#### [Written request 1]
In the forum thread about Merlin's BH title, on what day did Lynn_P and Merlin earn the title?
#### [Written request 2]
Write what comes next in the forum thread about Merlin's BH title, starting right after its final line.

#### [Quoted passage]
──────────

# Merlin ~ New BH Title



## Lynn_P (Mar 17, 2004)

Merlin and I earned his BH Title on Mother's Day. Just a few pictures of his OB. He finally settled down when we got to the "off leash" heel work.


----------



## lhczth (Apr 5, 2000)

Congratulations. 

You do like those big boys. LOL


----------



## GypsyGhost (Dec 29, 2014)

Congrats!


----------



## GatorDog (Aug 17, 2011)

Congrats Lynn!!!


----------



## Jenny720 (Nov 21, 2014)

Congratulations and he is gorgeous!!!!!


----------



## Lynn_P (Mar 17, 2004)

lhczth said:


> You do like those big boys. LOL


 
Believe me, if I ever have a normal size GSD, I won't know how to act.


----------



## wolfstraum (May 2, 2003)

Congratulations Lynn!!! Nice combo of you two - and he really reminds me of his father!


Lee


----------



## Lynn_P (Mar 17, 2004)

wolfstraum said:


> Congratulations Lynn!!! Nice combo of you two - and he really reminds me of his father!

──────────

#### [Records provided]
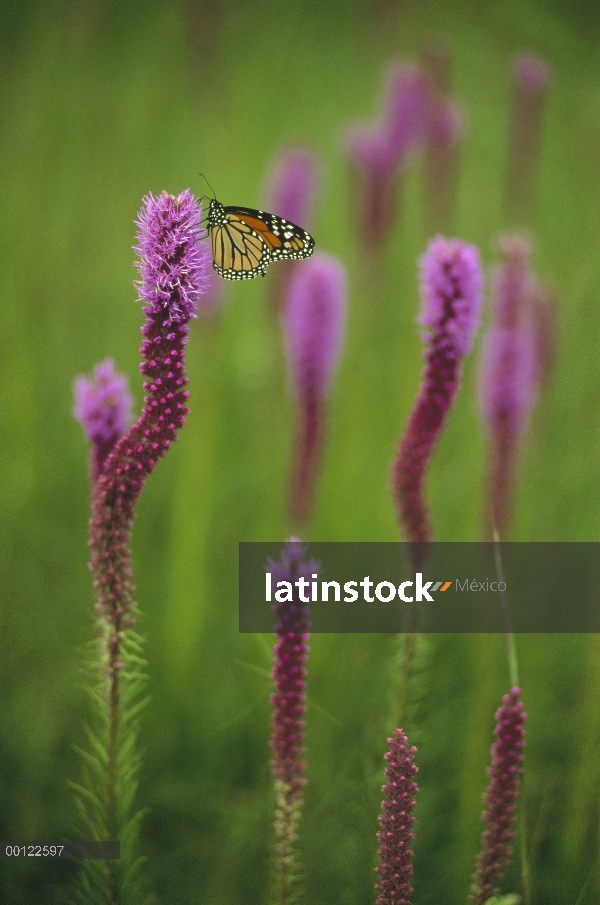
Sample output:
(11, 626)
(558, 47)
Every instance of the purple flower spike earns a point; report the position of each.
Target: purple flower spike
(313, 322)
(103, 407)
(531, 78)
(451, 294)
(405, 109)
(379, 152)
(509, 375)
(531, 73)
(289, 706)
(395, 836)
(173, 269)
(173, 262)
(500, 798)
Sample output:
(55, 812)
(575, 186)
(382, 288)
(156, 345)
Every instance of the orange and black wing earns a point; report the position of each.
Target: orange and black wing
(245, 241)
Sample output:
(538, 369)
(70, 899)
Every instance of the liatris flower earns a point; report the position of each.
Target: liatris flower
(103, 407)
(395, 836)
(289, 707)
(378, 153)
(451, 295)
(313, 322)
(508, 376)
(291, 190)
(500, 798)
(531, 77)
(173, 266)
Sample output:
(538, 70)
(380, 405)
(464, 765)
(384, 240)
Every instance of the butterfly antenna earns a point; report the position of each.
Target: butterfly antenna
(208, 184)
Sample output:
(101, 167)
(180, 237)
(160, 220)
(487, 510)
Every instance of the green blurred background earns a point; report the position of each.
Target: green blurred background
(102, 102)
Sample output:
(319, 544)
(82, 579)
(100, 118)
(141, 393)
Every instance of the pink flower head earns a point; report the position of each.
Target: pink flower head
(531, 78)
(500, 798)
(379, 151)
(289, 705)
(396, 821)
(508, 374)
(103, 407)
(405, 108)
(172, 261)
(292, 186)
(173, 267)
(451, 294)
(531, 73)
(313, 322)
(446, 123)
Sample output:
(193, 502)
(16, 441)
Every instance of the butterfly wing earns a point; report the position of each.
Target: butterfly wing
(245, 241)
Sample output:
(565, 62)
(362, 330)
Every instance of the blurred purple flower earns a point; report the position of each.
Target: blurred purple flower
(313, 322)
(500, 798)
(531, 78)
(379, 152)
(396, 821)
(445, 126)
(289, 706)
(508, 375)
(451, 295)
(292, 186)
(530, 72)
(405, 108)
(103, 408)
(173, 267)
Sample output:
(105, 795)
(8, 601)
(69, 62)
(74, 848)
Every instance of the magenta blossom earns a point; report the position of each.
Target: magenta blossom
(379, 152)
(531, 79)
(292, 186)
(396, 821)
(508, 376)
(500, 798)
(103, 407)
(451, 296)
(289, 706)
(313, 322)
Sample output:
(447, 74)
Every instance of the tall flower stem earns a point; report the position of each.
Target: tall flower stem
(289, 706)
(451, 284)
(173, 267)
(500, 799)
(508, 378)
(313, 324)
(396, 821)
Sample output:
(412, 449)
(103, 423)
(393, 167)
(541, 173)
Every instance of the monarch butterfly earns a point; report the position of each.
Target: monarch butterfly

──────────

#### [Final answer 1]
They earned it on Mother's Day.

#### [Final answer 2]
wolfstraum said:


> Lee



Believe me Lee.. he's almost a carbon copy of Laos in his every day behavior also.


----------



## wolfstraum (May 2, 2003)

LOL I can believe it!! the overjoyous heeling LOL But he is darker I think and maybe a tad bigger!!! Like you needed bigger LOL


----------



## G-burg (Nov 10, 2002)

Big, BIG congrats Lynn and Merlin!! Nice routine with lots of enthusiasm!!!


----------



## Mudypoz (Mar 3, 2016)

Congratulations! What a gorgeous dog!


----------



## Shade (Feb 20, 2012)

Congratulations!!


----------



## Renofan2 (Aug 27, 2010)

Congratulations Lynn!


----------



## RZZNSTR (Jan 24, 2015)

Congrats and well done!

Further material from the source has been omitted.